== 抜粋本文 ==
種をまく人、ゴッホの作品から影響を受けた映画

こんにちは、エリクです。

今回は竹内洋介監督の自主制作映画「種をまく人」を取り上げます。

竹内監督はフィセント・ファン・ゴッホの「種をまく人」と被災地に咲いたひまわりにヒントを得てこの映画を制作しました。

ゴッホはミレーの「種まく人」から着想を得て「種をまく人」を描きましたが、ミレーの作品と比べると太陽のギラつく中で種をまく人の生きる喜びと生きる厳しさを表している作品です。

その作品から着想を得て映画化された作品が「種をまく人」です。

 映画は自主制作映画の低予算で作られたにもかかわらず、第57回テッサロニキ国際映画祭のコンペティション部門にて最優秀監督賞(ブロンズアレクサンダー賞)と最優秀主演女優賞の2冠に輝いた作品です。

 主演女優賞を獲得した知恵役の竹中涼乃さんは11歳ながら最年少受賞となりました。竹内監督は竹中涼乃さんには彼女に生の感情を出させたいとの思いからあえてシナリオは冒頭部分だけしか渡さなかったというエピソードがあります。
===
== 提供情報 ==
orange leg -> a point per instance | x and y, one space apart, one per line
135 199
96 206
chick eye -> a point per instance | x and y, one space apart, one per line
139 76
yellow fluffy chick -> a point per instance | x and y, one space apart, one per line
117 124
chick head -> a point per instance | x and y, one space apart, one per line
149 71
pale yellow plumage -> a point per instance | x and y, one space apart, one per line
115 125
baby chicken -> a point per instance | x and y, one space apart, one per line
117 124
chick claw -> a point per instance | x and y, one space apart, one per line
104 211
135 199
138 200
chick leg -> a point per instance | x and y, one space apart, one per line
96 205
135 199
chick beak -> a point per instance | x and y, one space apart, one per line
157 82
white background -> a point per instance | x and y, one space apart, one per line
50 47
===
練習問題 |
(1) 映画「種をまく人」についての文章から、「竹内監督は竹中涼乃さんには彼女に生の感情を出させたいとの思いからあえてシナリオは冒頭部分だけしか渡さなかったというエピソードがあります。」という一文を英語に訳してください。
(2) 映画「種をまく人」についての文章を、最後の一文の後から書き継いでください。

解答一覧 |
(1) There is an anecdote that Director Takeuchi deliberately gave Suzuno Takenaka only the opening part of the screenplay, out of a wish to draw raw emotion from her.

(2)
 あらすじは、3年ぶりに精神病院から退院した高梨光雄が弟・裕太の家を訪ねる。再会を喜ぶ姪の知恵、その妹のダウン症の一希ら家族に囲まれて幸せなひと時を過ごす。東日本震災で見たひまわりの話を知恵に聞かせる。知恵は太陽に向かって咲くひまわりと、時折空を見上げる妹の一希を重ね合わせる。知恵は光雄に遊園地に連れて行って欲しいとねだり、一希を連れて、光雄は遊園地に向かう。遊園地で知恵のせいで一希が事故死する。一希を死なせてしまった知恵がついた嘘が招く家族の崩壊と再生を描く。一希を弔うために、ひまわりの種を植え続ける光雄。種をまくことだけに集中する光雄。

 この映画のために宮城県仙台市の若林地区に約2000粒のヒマワリの種を植え、映画の中でも取り上げられています。

 一希役は竹内監督のダウン症の姪が演じています。撮影当時3歳だった姪は、今は8歳に成長しているそうです。

 映画では障害を抱える家族の葛藤と苦悩が観る者の胸に突き刺さり、社会の中で障害をどう受け入れて行くのか、家族の葛藤と再生を描く美しい作品です。

 知恵役の竹中涼乃さんの演技が映画祭で絶賛されました。竹中さんはテレビやCMでも活躍している子役さんです。

 また、ラストシーンが映画作品の中で最も美しいシーンだと世界中で称賛されました。竹内監督は絵画も描かれる多才な方です。ゴッホの「種をまく人」を思い描きながら是非見たい映画です。